◆ What you need to do: Print exactly the lines below between the line holding "Target: red dome roof" and the line holding "Need: a point on every instance of the green", inclusive, and nothing more.

Start of Data for this task

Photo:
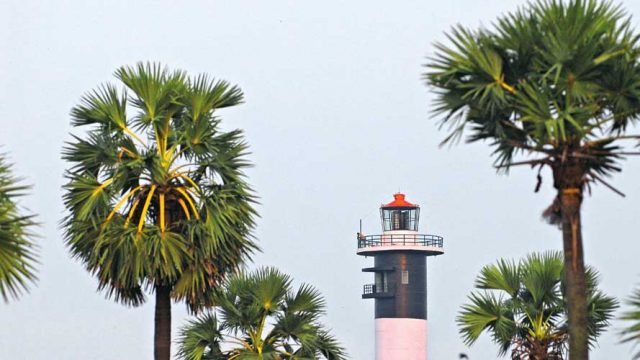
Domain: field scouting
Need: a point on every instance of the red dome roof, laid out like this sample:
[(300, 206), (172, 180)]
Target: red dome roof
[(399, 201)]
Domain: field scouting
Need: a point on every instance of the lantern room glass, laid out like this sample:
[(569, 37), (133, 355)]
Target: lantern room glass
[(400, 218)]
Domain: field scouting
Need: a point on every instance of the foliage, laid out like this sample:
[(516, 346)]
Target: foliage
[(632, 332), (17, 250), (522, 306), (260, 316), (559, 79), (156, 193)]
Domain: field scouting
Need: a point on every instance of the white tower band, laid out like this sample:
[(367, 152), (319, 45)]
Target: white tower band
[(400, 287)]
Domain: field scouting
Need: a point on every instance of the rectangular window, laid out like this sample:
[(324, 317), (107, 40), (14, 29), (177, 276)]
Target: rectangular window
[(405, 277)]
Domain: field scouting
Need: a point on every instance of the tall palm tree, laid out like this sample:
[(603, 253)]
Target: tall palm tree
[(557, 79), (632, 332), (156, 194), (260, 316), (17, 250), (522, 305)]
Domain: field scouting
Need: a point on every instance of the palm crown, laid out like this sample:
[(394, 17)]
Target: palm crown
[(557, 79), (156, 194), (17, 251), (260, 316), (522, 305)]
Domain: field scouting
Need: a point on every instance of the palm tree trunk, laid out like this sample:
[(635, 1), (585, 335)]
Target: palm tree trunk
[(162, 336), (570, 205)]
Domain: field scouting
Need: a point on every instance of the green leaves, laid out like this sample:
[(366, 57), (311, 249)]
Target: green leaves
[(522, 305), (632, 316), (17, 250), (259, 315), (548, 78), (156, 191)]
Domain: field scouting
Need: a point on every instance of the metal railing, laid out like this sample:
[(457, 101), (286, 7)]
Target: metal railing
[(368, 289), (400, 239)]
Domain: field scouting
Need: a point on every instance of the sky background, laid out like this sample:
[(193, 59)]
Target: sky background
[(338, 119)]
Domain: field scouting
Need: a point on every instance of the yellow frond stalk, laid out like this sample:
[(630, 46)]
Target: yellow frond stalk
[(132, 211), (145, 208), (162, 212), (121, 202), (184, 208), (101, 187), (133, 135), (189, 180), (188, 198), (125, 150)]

End of Data for this task
Start of Data for this task

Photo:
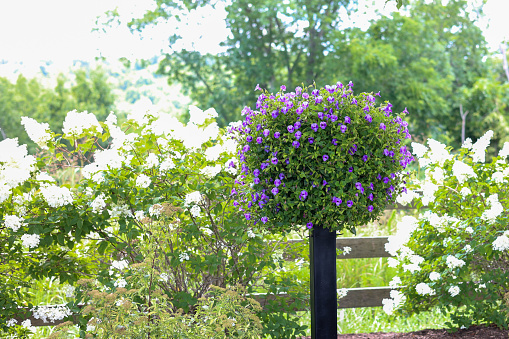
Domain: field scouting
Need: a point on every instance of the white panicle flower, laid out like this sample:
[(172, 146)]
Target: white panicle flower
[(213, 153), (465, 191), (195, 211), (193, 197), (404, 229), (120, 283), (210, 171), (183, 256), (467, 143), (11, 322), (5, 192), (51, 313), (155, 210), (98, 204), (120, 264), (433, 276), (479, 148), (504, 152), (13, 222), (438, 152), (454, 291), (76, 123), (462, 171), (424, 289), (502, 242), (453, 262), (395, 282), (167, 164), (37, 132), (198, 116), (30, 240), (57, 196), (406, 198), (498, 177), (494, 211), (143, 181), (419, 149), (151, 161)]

End of Data for this task

◆ Response area:
Target: red dome roof
[(399, 201)]
Domain: field scouting
Need: a point on every instance of the lantern room glass, laid out like this sample:
[(569, 37), (133, 355)]
Target: lantern room glass
[(400, 218)]
Domain: field scouting
Need: a point on every instance of the foliage, laid out like this sample:
[(516, 346)]
Target: foliage
[(632, 332), (17, 250), (522, 306), (260, 316), (559, 79), (156, 193)]
Domain: field scouting
Need: a point on every instance of the white tower band, laid out like this sample:
[(367, 152), (319, 45)]
Target: white tower band
[(400, 287)]
Domain: field scouting
Need: a point on every instance of the rectangular window, laid out like this sample:
[(324, 317), (107, 40), (14, 29), (177, 276)]
Target: rectangular window
[(405, 277)]
Domain: field scouting
Need: a point on every instance of the tall palm tree, laid out like this sample:
[(603, 253)]
Target: tall palm tree
[(557, 79), (632, 332), (156, 194), (260, 316), (17, 250), (522, 305)]
Domain: field scouting
Need: a point on every instance of the palm crown, laid out like this sample:
[(394, 17)]
Target: palm crown
[(557, 79), (156, 194), (17, 251), (260, 316), (522, 305)]
Domain: field scouting
Need: a point on every instance of the palm tree trunk, laid out like this sample:
[(635, 1), (585, 335)]
Target: palm tree trunk
[(162, 336), (570, 205)]
Domain: field scouting
Need: a point on every instance of the green leaves, laid out like this sample:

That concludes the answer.